A sad state of affairs, indeed.

THE `WAR PRESIDENT’S’ LATEST FIASCO

NEW YORK - President George W. Bush likes to call himself `the war president’ and strike martial poses against patriotic backdrops, a trick he learned from another president who never saw military action, Ronald Reagan.

In spite of Iraq and other foreign policy misadventures, and failure to prevent the 9/11 attacks, polls show that when it comes to national security many Americans still regard the Bush Administration with approval and trust.

Their confidence is not well placed. To date, the `war president’ was asleep on guard duty on 9/11, involved the US in four lost wars, and has stirred up a hornet’s nest of anti-American hatred around the globe.

> [Stored rows]
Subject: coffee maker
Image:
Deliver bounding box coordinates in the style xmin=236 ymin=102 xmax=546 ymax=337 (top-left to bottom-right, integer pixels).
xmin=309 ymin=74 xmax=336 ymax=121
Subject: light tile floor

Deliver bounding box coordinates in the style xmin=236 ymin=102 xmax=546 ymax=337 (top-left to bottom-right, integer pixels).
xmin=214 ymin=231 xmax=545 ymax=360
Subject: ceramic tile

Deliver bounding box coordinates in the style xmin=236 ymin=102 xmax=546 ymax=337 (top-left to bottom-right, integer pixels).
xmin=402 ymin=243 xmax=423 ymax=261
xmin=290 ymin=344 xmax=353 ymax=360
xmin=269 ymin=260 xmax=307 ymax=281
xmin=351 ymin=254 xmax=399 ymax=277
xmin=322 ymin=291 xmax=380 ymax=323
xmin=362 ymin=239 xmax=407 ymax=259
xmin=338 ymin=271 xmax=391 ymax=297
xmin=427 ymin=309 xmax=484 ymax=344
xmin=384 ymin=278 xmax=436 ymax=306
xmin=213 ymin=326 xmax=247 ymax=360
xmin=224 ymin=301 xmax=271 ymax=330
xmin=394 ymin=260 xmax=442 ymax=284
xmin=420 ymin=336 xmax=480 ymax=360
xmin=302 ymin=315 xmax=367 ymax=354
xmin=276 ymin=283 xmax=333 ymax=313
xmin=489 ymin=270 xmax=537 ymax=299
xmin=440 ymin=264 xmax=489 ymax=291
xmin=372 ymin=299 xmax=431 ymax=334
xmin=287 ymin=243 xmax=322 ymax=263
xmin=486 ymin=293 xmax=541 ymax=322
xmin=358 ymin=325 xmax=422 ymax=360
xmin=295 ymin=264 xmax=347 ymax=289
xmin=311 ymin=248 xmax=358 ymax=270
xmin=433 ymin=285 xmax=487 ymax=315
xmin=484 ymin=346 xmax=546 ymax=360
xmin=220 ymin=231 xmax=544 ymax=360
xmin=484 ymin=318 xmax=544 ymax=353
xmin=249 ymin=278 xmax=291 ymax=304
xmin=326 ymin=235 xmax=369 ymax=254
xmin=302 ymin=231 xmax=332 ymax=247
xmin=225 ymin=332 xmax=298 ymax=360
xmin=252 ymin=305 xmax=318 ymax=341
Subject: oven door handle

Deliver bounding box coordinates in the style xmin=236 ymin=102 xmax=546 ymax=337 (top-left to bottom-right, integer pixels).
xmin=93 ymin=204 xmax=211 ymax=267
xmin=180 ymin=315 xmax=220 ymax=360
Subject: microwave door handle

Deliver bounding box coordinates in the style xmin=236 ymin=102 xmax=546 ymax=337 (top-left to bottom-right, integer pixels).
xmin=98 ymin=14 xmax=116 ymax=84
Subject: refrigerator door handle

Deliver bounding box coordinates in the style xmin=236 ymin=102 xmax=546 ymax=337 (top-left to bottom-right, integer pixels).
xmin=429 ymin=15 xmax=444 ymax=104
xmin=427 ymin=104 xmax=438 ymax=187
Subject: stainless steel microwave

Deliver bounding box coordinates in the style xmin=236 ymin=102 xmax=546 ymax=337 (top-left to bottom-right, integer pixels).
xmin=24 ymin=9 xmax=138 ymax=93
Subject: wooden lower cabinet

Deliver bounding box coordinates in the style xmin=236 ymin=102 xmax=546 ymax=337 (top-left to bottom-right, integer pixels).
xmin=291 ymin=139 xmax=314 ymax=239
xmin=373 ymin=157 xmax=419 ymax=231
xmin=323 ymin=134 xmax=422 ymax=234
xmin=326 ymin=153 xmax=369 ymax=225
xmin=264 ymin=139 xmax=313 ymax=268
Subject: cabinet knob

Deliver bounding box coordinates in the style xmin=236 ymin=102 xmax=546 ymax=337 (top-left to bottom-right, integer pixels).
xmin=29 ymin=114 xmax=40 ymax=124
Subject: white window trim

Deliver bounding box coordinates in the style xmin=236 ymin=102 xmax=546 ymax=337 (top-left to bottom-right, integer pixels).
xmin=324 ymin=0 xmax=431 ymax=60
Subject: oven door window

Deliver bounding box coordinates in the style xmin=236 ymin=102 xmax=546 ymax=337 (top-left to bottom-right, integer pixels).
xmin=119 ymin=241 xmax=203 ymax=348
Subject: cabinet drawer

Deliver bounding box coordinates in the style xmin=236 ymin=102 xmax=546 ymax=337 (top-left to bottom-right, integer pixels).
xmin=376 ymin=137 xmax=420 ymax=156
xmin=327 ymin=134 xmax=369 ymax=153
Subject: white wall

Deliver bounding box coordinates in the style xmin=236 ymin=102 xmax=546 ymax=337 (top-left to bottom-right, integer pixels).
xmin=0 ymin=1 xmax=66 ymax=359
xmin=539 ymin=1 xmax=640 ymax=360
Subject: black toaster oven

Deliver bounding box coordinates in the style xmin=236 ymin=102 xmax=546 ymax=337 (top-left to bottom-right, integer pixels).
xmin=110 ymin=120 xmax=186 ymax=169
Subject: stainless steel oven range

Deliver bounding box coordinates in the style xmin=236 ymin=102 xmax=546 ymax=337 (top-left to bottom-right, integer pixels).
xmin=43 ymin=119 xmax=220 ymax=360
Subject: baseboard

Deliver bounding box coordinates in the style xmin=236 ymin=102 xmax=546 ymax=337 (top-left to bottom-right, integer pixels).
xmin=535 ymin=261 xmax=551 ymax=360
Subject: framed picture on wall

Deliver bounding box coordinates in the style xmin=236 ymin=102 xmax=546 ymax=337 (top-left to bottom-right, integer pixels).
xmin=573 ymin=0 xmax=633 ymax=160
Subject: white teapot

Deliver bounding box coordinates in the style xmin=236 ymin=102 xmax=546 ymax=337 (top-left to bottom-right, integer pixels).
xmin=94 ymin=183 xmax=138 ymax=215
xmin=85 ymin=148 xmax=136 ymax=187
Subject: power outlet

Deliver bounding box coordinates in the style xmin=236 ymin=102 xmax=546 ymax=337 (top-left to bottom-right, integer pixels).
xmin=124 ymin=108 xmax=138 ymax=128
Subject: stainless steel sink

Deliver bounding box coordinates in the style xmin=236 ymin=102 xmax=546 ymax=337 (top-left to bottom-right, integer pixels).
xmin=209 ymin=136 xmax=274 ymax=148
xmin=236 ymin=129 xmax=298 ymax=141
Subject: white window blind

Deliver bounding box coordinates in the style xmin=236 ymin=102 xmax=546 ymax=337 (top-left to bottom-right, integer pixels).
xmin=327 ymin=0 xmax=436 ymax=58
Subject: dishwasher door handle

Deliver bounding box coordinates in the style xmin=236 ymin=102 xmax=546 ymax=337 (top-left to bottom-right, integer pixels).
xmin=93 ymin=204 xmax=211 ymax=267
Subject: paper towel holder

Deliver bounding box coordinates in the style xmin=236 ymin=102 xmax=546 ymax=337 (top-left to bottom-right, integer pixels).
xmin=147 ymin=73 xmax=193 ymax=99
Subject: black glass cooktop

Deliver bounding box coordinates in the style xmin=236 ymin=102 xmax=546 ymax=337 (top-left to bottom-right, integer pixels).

> [Tasks for this exercise]
**A)** Repeat the part of the opinion piece about George W. Bush starting with "Their confidence is" and going on through "around the globe.".
**B)** In the opinion piece about George W. Bush, from which earlier president did Bush learn the trick of striking martial poses?
**C)** Translate this sentence from the opinion piece about George W. Bush into Spanish: "Their confidence is not well placed."
Work only from the text itself.

> [Expected outputs]
**A)**
Their confidence is not well placed. To date, the `war president’ was asleep on guard duty on 9/11, involved the US in four lost wars, and has stirred up a hornet’s nest of anti-American hatred around the globe.

**B)** Ronald Reagan

**C)** Su confianza no está bien fundada.